__YOUR ASSIGNMENT__. An exact transcription of all the data is the expected reply.
[[ GIVEN INFORMATION, beginning ]]
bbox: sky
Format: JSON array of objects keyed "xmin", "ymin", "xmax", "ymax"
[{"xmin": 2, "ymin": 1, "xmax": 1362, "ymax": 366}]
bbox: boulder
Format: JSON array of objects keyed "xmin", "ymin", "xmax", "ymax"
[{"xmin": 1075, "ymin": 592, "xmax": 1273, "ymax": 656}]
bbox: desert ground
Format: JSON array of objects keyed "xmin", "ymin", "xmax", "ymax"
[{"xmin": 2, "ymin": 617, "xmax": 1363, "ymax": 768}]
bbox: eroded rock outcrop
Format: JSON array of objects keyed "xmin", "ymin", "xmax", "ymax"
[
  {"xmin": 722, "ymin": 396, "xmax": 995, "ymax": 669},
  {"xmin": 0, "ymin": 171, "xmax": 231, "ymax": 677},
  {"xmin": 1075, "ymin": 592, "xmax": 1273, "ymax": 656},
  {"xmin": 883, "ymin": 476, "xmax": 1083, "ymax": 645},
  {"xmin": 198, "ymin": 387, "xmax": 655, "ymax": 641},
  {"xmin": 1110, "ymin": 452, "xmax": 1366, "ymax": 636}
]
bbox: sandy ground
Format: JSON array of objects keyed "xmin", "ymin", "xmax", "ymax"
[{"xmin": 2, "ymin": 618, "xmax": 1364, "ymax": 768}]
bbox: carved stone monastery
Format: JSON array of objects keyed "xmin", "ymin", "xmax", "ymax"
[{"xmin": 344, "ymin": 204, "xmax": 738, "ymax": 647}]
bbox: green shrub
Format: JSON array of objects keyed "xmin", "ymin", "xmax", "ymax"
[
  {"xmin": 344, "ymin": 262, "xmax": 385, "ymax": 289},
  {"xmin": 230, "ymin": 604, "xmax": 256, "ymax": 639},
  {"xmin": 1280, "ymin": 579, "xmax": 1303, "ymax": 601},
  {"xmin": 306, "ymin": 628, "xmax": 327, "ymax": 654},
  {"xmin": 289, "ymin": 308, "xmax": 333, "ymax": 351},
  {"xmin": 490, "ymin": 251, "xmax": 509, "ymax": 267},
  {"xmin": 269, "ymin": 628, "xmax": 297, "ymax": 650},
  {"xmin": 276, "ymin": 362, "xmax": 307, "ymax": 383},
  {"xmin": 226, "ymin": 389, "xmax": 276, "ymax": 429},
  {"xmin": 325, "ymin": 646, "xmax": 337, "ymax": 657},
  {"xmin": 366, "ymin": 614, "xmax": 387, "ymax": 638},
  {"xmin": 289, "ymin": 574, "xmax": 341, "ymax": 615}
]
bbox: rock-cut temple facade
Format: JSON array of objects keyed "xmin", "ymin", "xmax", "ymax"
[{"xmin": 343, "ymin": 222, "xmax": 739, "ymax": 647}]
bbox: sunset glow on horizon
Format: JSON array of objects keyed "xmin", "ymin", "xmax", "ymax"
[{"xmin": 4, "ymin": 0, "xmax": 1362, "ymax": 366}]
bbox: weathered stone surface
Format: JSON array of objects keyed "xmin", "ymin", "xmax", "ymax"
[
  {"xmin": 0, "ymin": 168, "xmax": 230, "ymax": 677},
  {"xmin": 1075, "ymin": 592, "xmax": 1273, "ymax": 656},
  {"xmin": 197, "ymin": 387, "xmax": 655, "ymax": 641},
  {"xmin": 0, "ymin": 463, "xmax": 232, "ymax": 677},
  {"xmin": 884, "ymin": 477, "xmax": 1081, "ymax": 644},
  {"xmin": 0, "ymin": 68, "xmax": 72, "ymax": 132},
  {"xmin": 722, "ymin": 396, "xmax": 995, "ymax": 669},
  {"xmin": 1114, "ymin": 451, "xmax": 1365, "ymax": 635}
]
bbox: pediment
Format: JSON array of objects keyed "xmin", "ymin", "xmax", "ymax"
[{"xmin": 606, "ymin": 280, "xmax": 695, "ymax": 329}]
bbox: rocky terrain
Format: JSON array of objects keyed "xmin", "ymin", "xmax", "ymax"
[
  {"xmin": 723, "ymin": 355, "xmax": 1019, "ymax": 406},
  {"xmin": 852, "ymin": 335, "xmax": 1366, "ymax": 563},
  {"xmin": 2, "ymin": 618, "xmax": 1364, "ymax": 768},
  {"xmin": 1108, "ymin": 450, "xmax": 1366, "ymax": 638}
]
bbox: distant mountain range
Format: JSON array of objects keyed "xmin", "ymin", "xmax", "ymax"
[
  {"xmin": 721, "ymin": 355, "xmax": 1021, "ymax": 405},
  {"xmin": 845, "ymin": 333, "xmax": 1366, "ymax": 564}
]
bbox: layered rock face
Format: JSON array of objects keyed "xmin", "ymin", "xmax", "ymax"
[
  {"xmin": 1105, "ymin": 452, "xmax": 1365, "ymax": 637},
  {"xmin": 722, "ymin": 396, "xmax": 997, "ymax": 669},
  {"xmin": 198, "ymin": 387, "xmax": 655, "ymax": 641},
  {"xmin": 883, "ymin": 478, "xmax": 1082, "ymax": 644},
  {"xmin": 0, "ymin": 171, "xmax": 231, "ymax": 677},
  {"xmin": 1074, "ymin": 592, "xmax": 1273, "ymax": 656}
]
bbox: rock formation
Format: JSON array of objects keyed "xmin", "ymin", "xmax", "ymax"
[[ GIVEN INFORMATION, end ]]
__RESULT FOR THIS TASK__.
bbox: sky
Format: JSON array of objects keyed "xmin", "ymin", "xmax", "ymax"
[{"xmin": 2, "ymin": 1, "xmax": 1362, "ymax": 366}]
bbox: boulder
Format: JSON array of objects keyed "xmin", "ymin", "xmax", "ymax"
[{"xmin": 1075, "ymin": 592, "xmax": 1273, "ymax": 656}]
bbox: desert ground
Format: JSON array of objects keyed "xmin", "ymin", "xmax", "ymax"
[{"xmin": 2, "ymin": 617, "xmax": 1363, "ymax": 768}]
bbox: eroded rock outcrop
Format: JSON array of objects keyed "xmin", "ymin", "xmax", "ymax"
[
  {"xmin": 722, "ymin": 396, "xmax": 995, "ymax": 669},
  {"xmin": 0, "ymin": 171, "xmax": 231, "ymax": 677},
  {"xmin": 1075, "ymin": 592, "xmax": 1273, "ymax": 656},
  {"xmin": 883, "ymin": 476, "xmax": 1083, "ymax": 645},
  {"xmin": 198, "ymin": 387, "xmax": 655, "ymax": 641},
  {"xmin": 1110, "ymin": 452, "xmax": 1366, "ymax": 636}
]
bbox: sandy ground
Format: JSON array of objects keyed "xmin", "ymin", "xmax", "ymax"
[{"xmin": 2, "ymin": 618, "xmax": 1364, "ymax": 768}]
bbox: carved stone monastery
Format: JSON array of objects keyed "xmin", "ymin", "xmax", "ymax"
[{"xmin": 344, "ymin": 204, "xmax": 738, "ymax": 647}]
bbox: green shrub
Format: JSON array of objects keyed "xmin", "ymin", "xmax", "ymax"
[
  {"xmin": 344, "ymin": 262, "xmax": 385, "ymax": 289},
  {"xmin": 230, "ymin": 604, "xmax": 256, "ymax": 639},
  {"xmin": 1280, "ymin": 579, "xmax": 1303, "ymax": 601},
  {"xmin": 306, "ymin": 628, "xmax": 327, "ymax": 654},
  {"xmin": 289, "ymin": 308, "xmax": 333, "ymax": 351},
  {"xmin": 490, "ymin": 251, "xmax": 509, "ymax": 267},
  {"xmin": 269, "ymin": 628, "xmax": 297, "ymax": 650},
  {"xmin": 276, "ymin": 362, "xmax": 307, "ymax": 383},
  {"xmin": 226, "ymin": 389, "xmax": 276, "ymax": 429},
  {"xmin": 325, "ymin": 646, "xmax": 337, "ymax": 657},
  {"xmin": 366, "ymin": 614, "xmax": 387, "ymax": 638},
  {"xmin": 289, "ymin": 574, "xmax": 341, "ymax": 615}
]
bbox: rock-cut temple facade
Format: JSON array of objects keyed "xmin", "ymin", "xmax", "ymax"
[{"xmin": 343, "ymin": 222, "xmax": 739, "ymax": 647}]
bbox: sunset glow on horizon
Format: JSON array of objects keyed "xmin", "ymin", "xmax", "ymax"
[{"xmin": 4, "ymin": 0, "xmax": 1362, "ymax": 366}]
bbox: weathered stone surface
Format: JSON array of objects keyed "xmin", "ymin", "xmax", "ymax"
[
  {"xmin": 0, "ymin": 168, "xmax": 230, "ymax": 677},
  {"xmin": 1075, "ymin": 592, "xmax": 1273, "ymax": 656},
  {"xmin": 197, "ymin": 387, "xmax": 655, "ymax": 641},
  {"xmin": 0, "ymin": 463, "xmax": 232, "ymax": 677},
  {"xmin": 884, "ymin": 477, "xmax": 1081, "ymax": 644},
  {"xmin": 0, "ymin": 68, "xmax": 72, "ymax": 132},
  {"xmin": 722, "ymin": 396, "xmax": 995, "ymax": 669},
  {"xmin": 1114, "ymin": 451, "xmax": 1365, "ymax": 635}
]
bbox: pediment
Format: JSON array of objects keyed "xmin", "ymin", "xmax", "ymax"
[{"xmin": 606, "ymin": 280, "xmax": 695, "ymax": 329}]
bbox: rocky terrain
Format: JSON array of objects keyed "xmin", "ymin", "xmax", "ymax"
[
  {"xmin": 723, "ymin": 355, "xmax": 1019, "ymax": 406},
  {"xmin": 852, "ymin": 335, "xmax": 1366, "ymax": 563},
  {"xmin": 2, "ymin": 618, "xmax": 1364, "ymax": 768},
  {"xmin": 1108, "ymin": 450, "xmax": 1366, "ymax": 638}
]
bbox: distant mountain range
Format: JSON array of objects keyed "xmin", "ymin", "xmax", "ymax"
[
  {"xmin": 721, "ymin": 355, "xmax": 1021, "ymax": 405},
  {"xmin": 845, "ymin": 333, "xmax": 1366, "ymax": 564}
]
bbox: layered rock face
Format: JSON array of objects keyed "xmin", "ymin", "xmax", "ymax"
[
  {"xmin": 1105, "ymin": 452, "xmax": 1365, "ymax": 637},
  {"xmin": 722, "ymin": 396, "xmax": 997, "ymax": 669},
  {"xmin": 198, "ymin": 387, "xmax": 655, "ymax": 641},
  {"xmin": 883, "ymin": 478, "xmax": 1082, "ymax": 644},
  {"xmin": 0, "ymin": 171, "xmax": 231, "ymax": 677},
  {"xmin": 1074, "ymin": 592, "xmax": 1273, "ymax": 656}
]
bbox: rock formation
Format: JSON array of objects keyed "xmin", "ymin", "xmax", "ymax"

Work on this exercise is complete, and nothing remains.